## TEXT SHOWN
Drugs
Police raided Zhenli Ye Gon's home in March, carting off what they said was $207 million.

Not Your Average Drug Bust

By Paul Duggan and Ernesto Londoño
Washington Post Staff Writers
Wednesday, July 25, 2007

The way U.S. and Mexican authorities describe 44-year-old Zhenli Ye Gon, he might have sprung from some pulp novelist's overheated imagination.

Born in Shanghai, he lived in Mexico and ran a pharmaceuticals company -- a front, authorities allege, that supplied Mexican drug cartels with massive quantities of a chemical used to make the street drug methamphetamine. Police raided his luxurious Mexico City home in March, carting off what they said was $207 million, most of it in $100 bills that had been stashed behind false walls and in closets. The U.S. government called it "the largest single drug cash seizure the world has ever seen."

When the law caught up with Ye Gon on Monday night, his weeks on the lam ended in an Asian restaurant on Veirs Mill Road in Wheaton -- in P.J. Rice Bistro, in Westfield Wheaton mall, near a Ruby Tuesday and a JCPenney.

This is a man who owned a fleet of luxury cars and had mistresses in several countries, according to Mexican officials. In recent years, the U.S. Drug Enforcement Administration said, he gambled away nearly $126 million in Las Vegas casinos.

At P.J. Rice Bistro, where he and a female acquaintance ordered codfish and baby carrots, DEA agents showed up before dinner was served. "The police came to the table and asked him to go pretty fast," a bistro employee recalled yesterday. "They didn't stay in the restaurant too long."

Not your garden-variety Montgomery County drug bust.

## INFORMATION

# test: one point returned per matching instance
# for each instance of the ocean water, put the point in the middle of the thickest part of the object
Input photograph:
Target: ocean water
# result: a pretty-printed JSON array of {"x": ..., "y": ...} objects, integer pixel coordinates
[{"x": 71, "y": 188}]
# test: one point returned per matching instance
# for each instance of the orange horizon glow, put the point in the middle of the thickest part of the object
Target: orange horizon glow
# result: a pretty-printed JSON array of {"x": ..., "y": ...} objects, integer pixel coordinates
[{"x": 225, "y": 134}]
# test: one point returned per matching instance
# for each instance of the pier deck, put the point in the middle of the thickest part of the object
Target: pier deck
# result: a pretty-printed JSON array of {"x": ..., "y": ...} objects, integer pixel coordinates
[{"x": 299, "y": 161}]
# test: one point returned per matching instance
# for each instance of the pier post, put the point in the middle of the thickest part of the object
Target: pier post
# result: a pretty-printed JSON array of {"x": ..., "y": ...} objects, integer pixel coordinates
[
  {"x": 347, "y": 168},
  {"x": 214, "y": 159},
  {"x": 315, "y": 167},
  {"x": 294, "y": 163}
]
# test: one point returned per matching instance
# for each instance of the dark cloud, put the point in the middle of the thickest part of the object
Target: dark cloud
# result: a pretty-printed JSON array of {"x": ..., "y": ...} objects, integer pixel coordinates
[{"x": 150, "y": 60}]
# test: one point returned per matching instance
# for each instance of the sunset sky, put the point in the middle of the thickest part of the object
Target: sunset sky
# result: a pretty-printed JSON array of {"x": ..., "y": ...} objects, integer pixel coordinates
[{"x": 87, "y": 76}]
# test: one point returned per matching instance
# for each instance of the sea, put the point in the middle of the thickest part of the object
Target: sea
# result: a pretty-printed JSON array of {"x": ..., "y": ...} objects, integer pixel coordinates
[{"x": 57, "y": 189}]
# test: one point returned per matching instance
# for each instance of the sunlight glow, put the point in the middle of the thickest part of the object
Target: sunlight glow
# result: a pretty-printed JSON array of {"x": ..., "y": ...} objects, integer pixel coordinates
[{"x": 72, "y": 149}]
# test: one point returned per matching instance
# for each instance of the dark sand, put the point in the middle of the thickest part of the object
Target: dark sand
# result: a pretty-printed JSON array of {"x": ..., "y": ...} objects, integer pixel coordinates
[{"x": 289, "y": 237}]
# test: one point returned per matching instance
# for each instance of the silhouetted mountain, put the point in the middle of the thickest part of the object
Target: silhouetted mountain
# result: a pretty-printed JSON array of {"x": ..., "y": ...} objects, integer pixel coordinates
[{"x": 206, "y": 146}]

## YOUR GOAL
Pick up the news story about Zhenli Ye Gon's arrest right after its last line and keep writing it.

## REPLY
In an affidavit filed in U.S. District Court in Washington in support of a drug charge against Ye Gon, federal authorities allege that, between December 2005 and August, his company, Unimed Pharm Chem de Mexico, illegally imported from overseas about 86 metric tons of restricted chemicals into Mexico "for the express purpose of manufacturing pseudoephedrine/ephedrine."

The manufacture and possession of pseudoephedrine, a cold medicine ingredient, is tightly controlled in Mexico, the United States and elsewhere because it can be used to make methamphetamine.

In all, the affidavit says, the company allegedly imported enough chemicals to produce 36,568 kilograms of methamphetamine -- with a street value, the affidavit says, of $724 million.

Ye Gon, whose case has gained huge media attention in Mexico, contends that the millions in his home were not his alone and that he was framed by corrupt Mexican politicians. He appeared in U.S. District Court in Washington yesterday, disheveled and dressed in sneakers, khakis and a yellow plaid shirt. He was ordered jailed without bond pending a hearing next month.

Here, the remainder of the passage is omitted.